_Problems to work on_:
**A.** In the trigonometry thread, copy the part that opens with the words containing "Squaring on both" and closes with "Hence, proved.", switching "consider" to "examine".
**B.** In the trigonometry thread, what does the second answer do to both sides of the given equation first?

_Excerpt provided_:
....

Question

6. If cosθ+sin θ=√2cosθ, show that cosθ-sinθ=√2sinθ

Answer 1

Pls mark my ans as brainlest

Answer 2

Given: $\cos\theta+\sin\theta=\sqrt{2}\cos\theta$

Squaring on both the sides, we get

$(\cos\theta+\sin\theta)^2=(\sqrt{2}\cos\theta)^2\\\\\Rightarrow\ \cos^2\theta+\sin^2\theta+2\cos\theta\sin\theta=2\cos^2\theta\\\\\Rightarrow\ 1+2\cos\theta\sin\theta=2\cos^2\theta\\\\\Rightarrow\ 2\cos\theta\sin\theta=2\cos^2\theta-1$

Now, consider

$(\cos\theta-\sin\theta)^2=\cos^2\theta+\sin^2\theta-2\cos\theta\sin\theta\\\\=1-(2\cos^2\theta-1)\\\\=2-2cos^2\theta=2-2(1-\sin^2\theta)\\\\=2-2+2\sin^2\theta\\\\=2\sin^2\theta\\\\\Rightarrow\ (\cos\theta-\sin\theta)^2=2\sin^2\theta\\\\\Rightarrow\ \cos\theta-\sin\theta=\sqrt{2}\sin\theta$

Hence, proved.

....

_Given entries_:

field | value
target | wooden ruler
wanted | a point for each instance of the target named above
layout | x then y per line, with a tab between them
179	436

....

_Responses_:
**A.**
Squaring on both the sides, we get

$(\cos\theta+\sin\theta)^2=(\sqrt{2}\cos\theta)^2\\\\\Rightarrow\ \cos^2\theta+\sin^2\theta+2\cos\theta\sin\theta=2\cos^2\theta\\\\\Rightarrow\ 1+2\cos\theta\sin\theta=2\cos^2\theta\\\\\Rightarrow\ 2\cos\theta\sin\theta=2\cos^2\theta-1$

Now, examine

$(\cos\theta-\sin\theta)^2=\cos^2\theta+\sin^2\theta-2\cos\theta\sin\theta\\\\=1-(2\cos^2\theta-1)\\\\=2-2cos^2\theta=2-2(1-\sin^2\theta)\\\\=2-2+2\sin^2\theta\\\\=2\sin^2\theta\\\\\Rightarrow\ (\cos\theta-\sin\theta)^2=2\sin^2\theta\\\\\Rightarrow\ \cos\theta-\sin\theta=\sqrt{2}\sin\theta$

Hence, proved.

**B.** It squares both sides.